== Passage provided

Similarly, the editors of the Washington Post want to go farther than outlawing conversions from semi-automatic to automatic:
When House Minority Leader Nancy Pelosi (D-Calif.) was asked if the bill banning bump stocks might be a slippery slope toward other gun restrictions, she answered, “I certainly hope so.†To which we say, amen.
They also talk obliquely about banning “assault weapons”, presumably aware that there is no coherent definition of what constitutes an “assault weapon”. Show some spine and initiative. If there are specific weapons or characteristics of weapons they believe should be made illegal, spell them out. Delineate them. That would enable me to evaluate the prudence, effectiveness, and enforceability of the law so I could decide whether to agree with them or disagree.
In your last two posts you make a series of sensible points……if you start from the notion that sensible gun policy is the objective. However, nothing of the like is the case. A total ban is the real objective of the vast majority of anti-gun advocates. Period. Hence, after that it’s all irrelevant musing.

====
== Data records

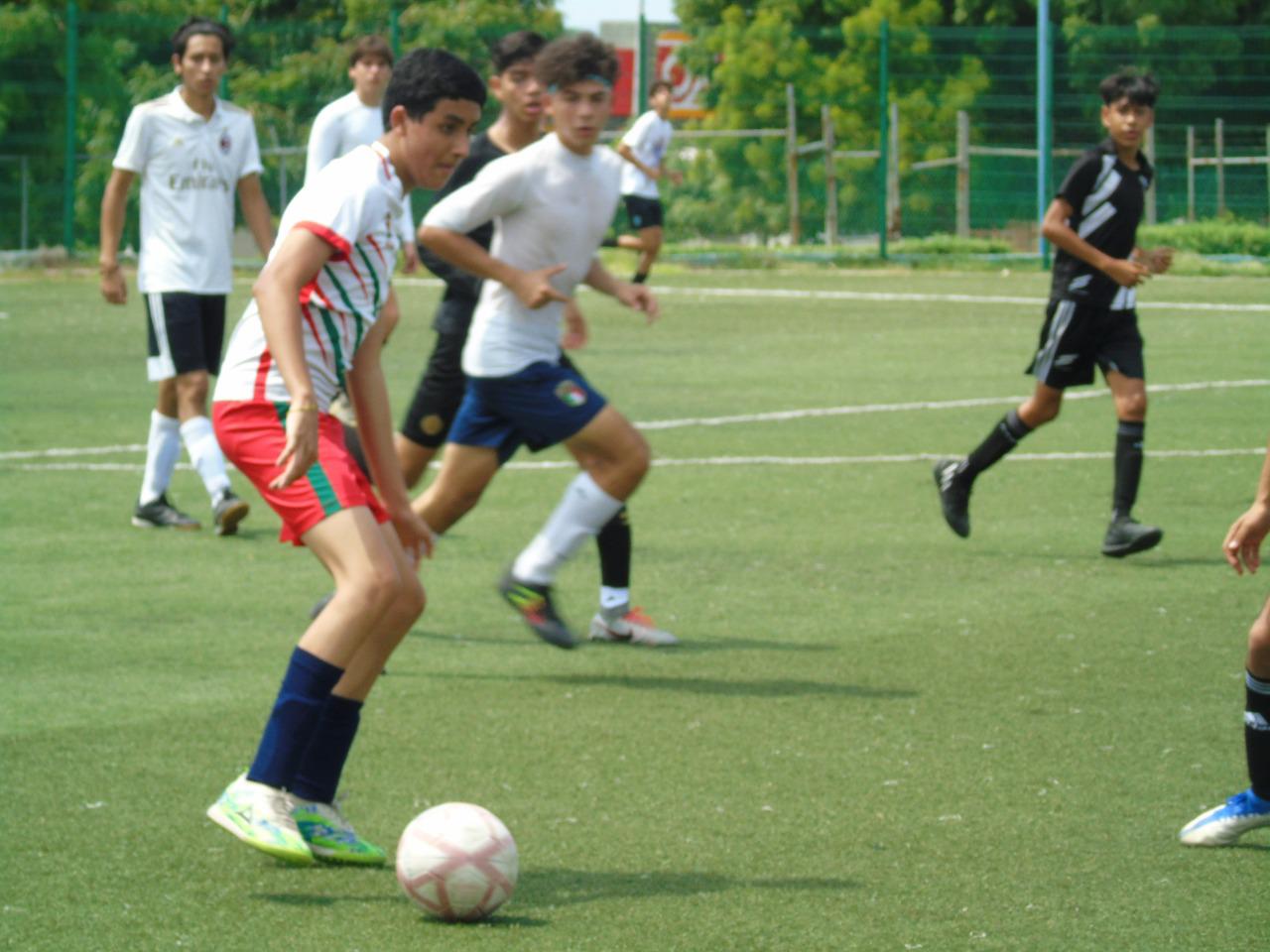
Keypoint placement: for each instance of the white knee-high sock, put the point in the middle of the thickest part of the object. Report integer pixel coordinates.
(206, 454)
(163, 449)
(580, 515)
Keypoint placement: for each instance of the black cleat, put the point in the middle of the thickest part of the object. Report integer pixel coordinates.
(534, 604)
(162, 515)
(953, 495)
(1125, 537)
(229, 512)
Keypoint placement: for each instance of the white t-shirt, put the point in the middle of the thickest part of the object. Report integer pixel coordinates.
(648, 139)
(339, 128)
(354, 204)
(549, 206)
(190, 168)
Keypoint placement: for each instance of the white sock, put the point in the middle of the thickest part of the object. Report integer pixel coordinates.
(163, 449)
(581, 513)
(206, 454)
(611, 598)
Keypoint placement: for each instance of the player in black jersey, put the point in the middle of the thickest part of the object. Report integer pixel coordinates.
(1091, 317)
(441, 388)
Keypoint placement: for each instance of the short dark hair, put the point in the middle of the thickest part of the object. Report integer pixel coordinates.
(370, 48)
(425, 76)
(200, 27)
(516, 48)
(575, 59)
(1138, 87)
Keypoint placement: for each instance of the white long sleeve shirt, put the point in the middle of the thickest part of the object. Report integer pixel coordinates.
(549, 206)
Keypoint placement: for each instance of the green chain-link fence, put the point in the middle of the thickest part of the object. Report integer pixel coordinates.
(960, 111)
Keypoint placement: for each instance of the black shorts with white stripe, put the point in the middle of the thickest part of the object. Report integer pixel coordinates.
(183, 333)
(1078, 336)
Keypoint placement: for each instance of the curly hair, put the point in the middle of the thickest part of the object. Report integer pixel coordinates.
(575, 59)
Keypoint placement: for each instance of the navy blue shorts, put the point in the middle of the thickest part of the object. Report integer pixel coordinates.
(539, 407)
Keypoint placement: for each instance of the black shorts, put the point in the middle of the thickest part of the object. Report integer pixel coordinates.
(183, 333)
(1076, 336)
(440, 393)
(643, 212)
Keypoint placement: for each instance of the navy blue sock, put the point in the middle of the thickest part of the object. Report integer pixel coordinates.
(318, 777)
(1256, 734)
(615, 551)
(302, 698)
(1128, 466)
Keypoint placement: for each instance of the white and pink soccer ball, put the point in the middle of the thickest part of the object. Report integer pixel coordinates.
(457, 862)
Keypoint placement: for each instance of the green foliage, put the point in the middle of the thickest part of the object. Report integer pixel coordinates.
(1214, 236)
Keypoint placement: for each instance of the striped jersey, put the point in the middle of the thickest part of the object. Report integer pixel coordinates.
(1107, 199)
(354, 204)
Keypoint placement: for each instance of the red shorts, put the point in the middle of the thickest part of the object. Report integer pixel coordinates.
(253, 431)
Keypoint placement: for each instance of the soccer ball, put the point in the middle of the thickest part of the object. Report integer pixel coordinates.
(457, 862)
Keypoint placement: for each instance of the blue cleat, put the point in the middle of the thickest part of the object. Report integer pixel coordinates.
(1224, 824)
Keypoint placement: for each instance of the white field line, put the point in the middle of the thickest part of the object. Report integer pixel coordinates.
(806, 295)
(743, 460)
(698, 421)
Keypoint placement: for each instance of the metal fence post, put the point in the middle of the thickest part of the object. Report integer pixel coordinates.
(24, 166)
(883, 98)
(830, 178)
(1191, 173)
(792, 162)
(962, 175)
(1219, 146)
(1151, 191)
(71, 100)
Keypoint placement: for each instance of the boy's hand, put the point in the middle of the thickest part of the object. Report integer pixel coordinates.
(639, 298)
(114, 290)
(416, 535)
(1245, 537)
(1125, 272)
(300, 451)
(534, 289)
(1159, 259)
(575, 335)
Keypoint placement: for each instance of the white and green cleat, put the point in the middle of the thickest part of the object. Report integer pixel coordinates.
(330, 837)
(261, 816)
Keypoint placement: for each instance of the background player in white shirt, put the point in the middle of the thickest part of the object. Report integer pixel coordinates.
(644, 149)
(191, 151)
(357, 119)
(552, 203)
(318, 322)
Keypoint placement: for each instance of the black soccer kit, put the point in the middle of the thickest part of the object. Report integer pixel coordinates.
(1089, 318)
(441, 388)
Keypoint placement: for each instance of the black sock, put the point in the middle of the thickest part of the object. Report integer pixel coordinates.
(318, 777)
(1128, 467)
(1005, 436)
(302, 698)
(615, 551)
(1256, 734)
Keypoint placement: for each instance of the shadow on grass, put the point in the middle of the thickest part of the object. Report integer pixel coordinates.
(686, 648)
(562, 888)
(785, 687)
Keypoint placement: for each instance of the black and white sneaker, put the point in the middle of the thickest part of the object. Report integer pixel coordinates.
(953, 495)
(534, 604)
(229, 512)
(162, 515)
(1125, 537)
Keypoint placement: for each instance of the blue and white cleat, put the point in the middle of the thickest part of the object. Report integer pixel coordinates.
(1224, 824)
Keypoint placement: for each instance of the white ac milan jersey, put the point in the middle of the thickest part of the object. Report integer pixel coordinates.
(190, 169)
(354, 204)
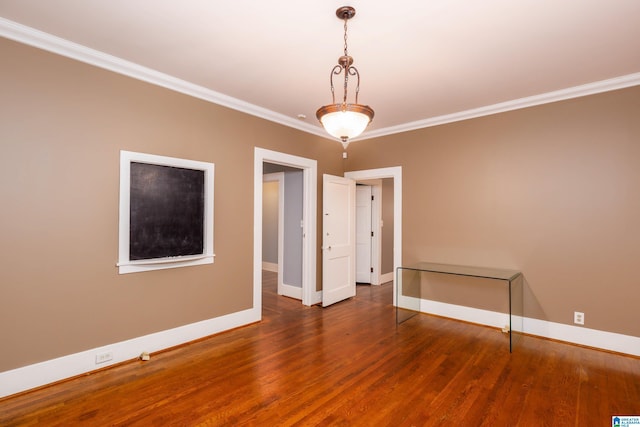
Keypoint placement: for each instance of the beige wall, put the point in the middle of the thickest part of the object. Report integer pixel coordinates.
(552, 190)
(62, 125)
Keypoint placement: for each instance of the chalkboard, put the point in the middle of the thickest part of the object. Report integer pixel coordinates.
(166, 211)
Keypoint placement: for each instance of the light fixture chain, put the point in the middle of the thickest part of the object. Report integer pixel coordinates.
(345, 36)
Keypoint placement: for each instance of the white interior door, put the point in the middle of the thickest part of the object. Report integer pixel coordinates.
(364, 236)
(339, 239)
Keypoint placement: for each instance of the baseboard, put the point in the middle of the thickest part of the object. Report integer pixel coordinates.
(603, 340)
(292, 291)
(270, 266)
(50, 371)
(317, 298)
(386, 277)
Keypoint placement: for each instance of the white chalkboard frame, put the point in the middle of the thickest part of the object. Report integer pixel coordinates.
(125, 264)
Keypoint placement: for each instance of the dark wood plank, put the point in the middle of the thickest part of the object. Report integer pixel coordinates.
(348, 364)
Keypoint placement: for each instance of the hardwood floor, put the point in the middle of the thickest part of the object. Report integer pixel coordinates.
(348, 364)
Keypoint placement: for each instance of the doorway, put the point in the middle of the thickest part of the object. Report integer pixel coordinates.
(388, 175)
(307, 227)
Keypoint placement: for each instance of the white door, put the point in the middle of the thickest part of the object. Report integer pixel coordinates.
(339, 239)
(364, 236)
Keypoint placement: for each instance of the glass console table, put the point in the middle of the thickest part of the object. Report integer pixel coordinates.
(409, 295)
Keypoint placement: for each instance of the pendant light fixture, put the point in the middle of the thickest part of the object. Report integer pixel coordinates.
(345, 120)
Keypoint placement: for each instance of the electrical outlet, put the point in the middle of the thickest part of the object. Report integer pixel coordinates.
(104, 357)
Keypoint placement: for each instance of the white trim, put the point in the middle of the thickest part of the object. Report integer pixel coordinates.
(39, 374)
(386, 277)
(516, 104)
(309, 213)
(291, 291)
(32, 37)
(279, 178)
(603, 340)
(125, 265)
(376, 221)
(270, 266)
(394, 172)
(36, 38)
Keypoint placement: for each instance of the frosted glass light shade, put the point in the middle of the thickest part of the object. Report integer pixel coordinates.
(345, 121)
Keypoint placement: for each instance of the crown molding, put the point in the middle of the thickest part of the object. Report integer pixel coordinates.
(36, 38)
(39, 39)
(516, 104)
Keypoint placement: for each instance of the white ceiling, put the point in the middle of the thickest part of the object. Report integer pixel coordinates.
(421, 62)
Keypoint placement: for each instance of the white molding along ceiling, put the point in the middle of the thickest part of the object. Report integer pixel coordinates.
(434, 63)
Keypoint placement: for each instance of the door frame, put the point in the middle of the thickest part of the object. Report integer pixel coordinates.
(394, 172)
(278, 177)
(309, 169)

====

Written instruction 1:
In the passage on gun restrictions, what position did Nancy Pelosi hold when she was asked about the bump stock bill?
Written instruction 2:
In the passage on gun restrictions, which qualities of a proposed law does the writer say a clear list of banned weapons would let him evaluate?
Written instruction 3:
Extend the passage on gun restrictions, picking up after its final sentence.

Right answer 1:
House Minority Leader

Right answer 2:
Prudence, effectiveness, and enforceability

Right answer 3:
I’m not convinced that’s the objective. I think it’s more likely to be a combination of cri de coeur, virtue-signalling, and a gambit to paint their political opponents as dangerous extremists.
Laying out an actual program would vitiate the last objective.
If you go to YouTube you will learn how any semi-automatic rifle can be bump fired. It’s merely a matter of how the gun is held. What that means is that a total ban on semi-automatic rifles is the end point. I
They already spelled out assault weapons and even passed a law before, so not sure what you mean by spine and initiative. Are you suggesting that they have to publish the list every time they mention a ban? Whatever law would be written would likely be based on the older law, though I would think it would probably have some changes to account for new manufacturers and/or case law passed since then. Still, there is plenty of detail to work with.
Again, most people realize that elimination of guns is not practical. However, there are changes, widely supported even by gun owners, that might have some small effects. Those would not really be, IMHO, 2nd amendment violations. (All of the commonly accepted suggestions would still allow people to buy as many guns and as much ammunition as you want. Claiming that your 2nd amendment rights are violated when you have a hundred guns in the house and 500,000 rounds of ammunition just doesn’t hold much water.)
https://en.wikipedia.org/wiki/Federal_Assault_Weapons_Ban
Steve
They could at least refer to that list, steve.
The purpose of a newspaper is to inform.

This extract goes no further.